[Problem description]
Reproduce each of the records below word for word, changing nothing.

[Records supplied]
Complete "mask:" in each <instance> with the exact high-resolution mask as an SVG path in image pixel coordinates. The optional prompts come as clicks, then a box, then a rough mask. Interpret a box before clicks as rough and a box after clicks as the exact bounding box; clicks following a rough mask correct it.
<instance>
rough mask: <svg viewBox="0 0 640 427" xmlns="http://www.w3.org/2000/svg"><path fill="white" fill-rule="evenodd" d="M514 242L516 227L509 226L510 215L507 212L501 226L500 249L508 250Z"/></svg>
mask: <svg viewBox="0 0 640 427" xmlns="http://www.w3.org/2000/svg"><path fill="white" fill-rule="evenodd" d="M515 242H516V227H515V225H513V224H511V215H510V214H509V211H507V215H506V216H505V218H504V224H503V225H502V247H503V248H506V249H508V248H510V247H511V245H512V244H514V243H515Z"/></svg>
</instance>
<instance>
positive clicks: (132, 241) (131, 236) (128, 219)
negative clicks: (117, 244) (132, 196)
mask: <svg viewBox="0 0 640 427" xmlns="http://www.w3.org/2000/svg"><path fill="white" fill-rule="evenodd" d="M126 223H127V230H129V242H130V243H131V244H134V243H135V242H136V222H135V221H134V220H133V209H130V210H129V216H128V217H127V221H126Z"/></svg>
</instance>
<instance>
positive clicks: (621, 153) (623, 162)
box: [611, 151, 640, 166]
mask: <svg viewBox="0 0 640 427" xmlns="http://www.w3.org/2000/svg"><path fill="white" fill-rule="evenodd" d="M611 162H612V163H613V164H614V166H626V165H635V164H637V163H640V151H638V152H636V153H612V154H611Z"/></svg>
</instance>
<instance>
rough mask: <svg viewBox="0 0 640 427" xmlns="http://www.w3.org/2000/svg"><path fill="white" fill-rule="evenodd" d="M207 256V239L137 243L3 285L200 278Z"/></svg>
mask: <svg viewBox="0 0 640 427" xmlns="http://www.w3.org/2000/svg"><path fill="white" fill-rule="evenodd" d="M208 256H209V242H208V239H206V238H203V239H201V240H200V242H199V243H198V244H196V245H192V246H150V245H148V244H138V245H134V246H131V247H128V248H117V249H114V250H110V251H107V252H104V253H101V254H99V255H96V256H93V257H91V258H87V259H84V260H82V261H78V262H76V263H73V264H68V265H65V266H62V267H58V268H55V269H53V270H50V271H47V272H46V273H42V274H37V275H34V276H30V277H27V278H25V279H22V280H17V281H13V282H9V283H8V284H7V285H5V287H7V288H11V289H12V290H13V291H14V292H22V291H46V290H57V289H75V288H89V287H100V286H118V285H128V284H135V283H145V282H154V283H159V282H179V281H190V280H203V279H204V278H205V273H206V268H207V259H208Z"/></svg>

[Task result]
Complete "mask:" in each <instance> with the exact high-resolution mask as an SVG path in image pixel coordinates. The optional prompts come as clicks, then a box, then a rough mask. Interpret a box before clicks as rough and a box after clicks as the exact bounding box; clicks following a rough mask correct it.
<instance>
rough mask: <svg viewBox="0 0 640 427" xmlns="http://www.w3.org/2000/svg"><path fill="white" fill-rule="evenodd" d="M514 242L516 227L509 226L510 215L507 212L501 226L500 249L508 250Z"/></svg>
mask: <svg viewBox="0 0 640 427" xmlns="http://www.w3.org/2000/svg"><path fill="white" fill-rule="evenodd" d="M515 242H516V227H515V225H513V224H511V215H510V214H509V211H507V215H506V216H505V218H504V224H503V225H502V247H503V248H506V249H508V248H510V247H511V245H512V244H514V243H515Z"/></svg>
</instance>
<instance>
positive clicks: (132, 241) (131, 236) (128, 219)
negative clicks: (117, 244) (132, 196)
mask: <svg viewBox="0 0 640 427" xmlns="http://www.w3.org/2000/svg"><path fill="white" fill-rule="evenodd" d="M126 223H127V230H129V242H130V243H131V244H134V243H135V242H136V222H135V221H134V220H133V209H130V210H129V216H128V217H127V221H126Z"/></svg>
</instance>
<instance>
positive clicks: (621, 153) (623, 162)
box: [611, 151, 640, 166]
mask: <svg viewBox="0 0 640 427" xmlns="http://www.w3.org/2000/svg"><path fill="white" fill-rule="evenodd" d="M611 162H612V163H613V164H614V166H626V165H635V164H637V163H640V151H638V152H636V153H612V154H611Z"/></svg>
</instance>
<instance>
rough mask: <svg viewBox="0 0 640 427" xmlns="http://www.w3.org/2000/svg"><path fill="white" fill-rule="evenodd" d="M207 256V239L137 243L3 285L200 278Z"/></svg>
mask: <svg viewBox="0 0 640 427" xmlns="http://www.w3.org/2000/svg"><path fill="white" fill-rule="evenodd" d="M208 256H209V242H208V239H206V238H203V239H201V240H200V242H199V243H198V244H196V245H192V246H150V245H148V244H138V245H134V246H131V247H128V248H117V249H114V250H110V251H107V252H104V253H101V254H99V255H96V256H93V257H91V258H87V259H84V260H82V261H78V262H76V263H73V264H68V265H65V266H62V267H58V268H55V269H53V270H50V271H47V272H46V273H42V274H37V275H34V276H30V277H27V278H25V279H22V280H17V281H13V282H9V283H8V284H7V285H5V287H7V288H11V289H12V290H13V291H14V292H22V291H46V290H57V289H75V288H89V287H100V286H118V285H128V284H135V283H145V282H154V283H159V282H179V281H190V280H203V279H204V278H205V273H206V268H207V259H208Z"/></svg>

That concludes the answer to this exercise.